Osnat "Asi" Levi (אסי לוי; born September 28, 1969) is an Israeli Film Academy Award winning actress.

==Career==
Levi attended and graduated the Yoram Loewenstein Performing Arts Studio in southern Tel Aviv.

Levi's early appearances include films such as HaShiva (1995), Kesher Ir (Urban Feel; 1998) and HaBoleshet Hokeret (The Investigation Must Go On; 2000), alongside Moshe Ivgy. For the latter two she received an Israeli Film Academy Award for Best Supporting Actress. She has also appeared in several television shows, including Cafe Paris and HaBurganim.

In 2004, she played the leading role in Raphael Nadjari's film Avanim, which was presented in the Berlin Film Festival as a Panorama: Special Presentation, and also won several awards across Europe, including Best Film at the Cinema Tout Ecran in Geneva.

Task list:
A) In the Asi Levi article, which acting school did she attend and graduate from?
B) Carry on the Asi Levi article from its last sentence.
The data that comes next has nothing to do with this work.

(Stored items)
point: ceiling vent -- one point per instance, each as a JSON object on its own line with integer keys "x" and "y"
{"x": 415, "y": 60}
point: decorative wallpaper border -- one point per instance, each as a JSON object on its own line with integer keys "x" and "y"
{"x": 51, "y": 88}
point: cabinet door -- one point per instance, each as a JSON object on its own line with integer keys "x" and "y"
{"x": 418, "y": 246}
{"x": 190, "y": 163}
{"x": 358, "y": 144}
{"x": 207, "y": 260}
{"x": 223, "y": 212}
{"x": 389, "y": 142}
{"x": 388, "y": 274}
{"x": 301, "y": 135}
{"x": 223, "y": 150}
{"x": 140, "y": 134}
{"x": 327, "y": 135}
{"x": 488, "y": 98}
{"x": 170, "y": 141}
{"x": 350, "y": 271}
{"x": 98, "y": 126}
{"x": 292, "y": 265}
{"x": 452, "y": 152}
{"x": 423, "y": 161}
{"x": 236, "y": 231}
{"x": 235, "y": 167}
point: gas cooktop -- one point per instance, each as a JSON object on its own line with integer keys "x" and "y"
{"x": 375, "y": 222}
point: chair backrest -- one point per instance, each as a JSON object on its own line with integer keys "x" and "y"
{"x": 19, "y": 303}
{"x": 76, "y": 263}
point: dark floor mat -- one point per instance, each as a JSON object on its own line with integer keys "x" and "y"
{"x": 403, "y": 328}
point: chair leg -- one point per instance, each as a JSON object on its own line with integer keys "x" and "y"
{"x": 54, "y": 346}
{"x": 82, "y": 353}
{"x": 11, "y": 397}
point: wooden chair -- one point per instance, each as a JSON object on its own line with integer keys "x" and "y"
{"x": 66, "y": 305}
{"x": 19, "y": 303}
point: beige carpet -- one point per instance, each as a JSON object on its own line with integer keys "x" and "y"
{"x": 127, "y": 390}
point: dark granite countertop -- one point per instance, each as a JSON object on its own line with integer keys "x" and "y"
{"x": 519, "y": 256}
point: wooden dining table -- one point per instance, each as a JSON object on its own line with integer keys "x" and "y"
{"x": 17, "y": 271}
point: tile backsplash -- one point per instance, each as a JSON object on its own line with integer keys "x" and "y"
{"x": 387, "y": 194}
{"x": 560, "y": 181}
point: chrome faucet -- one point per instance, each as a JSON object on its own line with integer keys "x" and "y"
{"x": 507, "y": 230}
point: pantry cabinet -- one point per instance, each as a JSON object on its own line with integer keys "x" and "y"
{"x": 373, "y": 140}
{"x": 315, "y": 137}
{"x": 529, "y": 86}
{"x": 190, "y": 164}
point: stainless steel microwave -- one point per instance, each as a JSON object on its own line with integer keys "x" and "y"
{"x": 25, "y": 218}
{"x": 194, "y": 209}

Exercise responses:
A) She graduated from the Yoram Loewenstein Performing Arts Studio in southern Tel Aviv.

B)
Her best-known appearance was in Aviva Ahuvati (Aviva, My Love), a 2006 film by Shemi Zarhin, in which she played the leading role. The film became popular in Israel and earned Levi significantly wider recognition, as well as her third Israeli Film Academy Award, this time for Best Actress.

In 2008, Levi appeared on the Israeli television series BeTipul.

==Personal life==
Levi has two daughters with her ex-husband Yaniv Kaufman. Currently, she is in a relationship with dancer Tamar Shelef.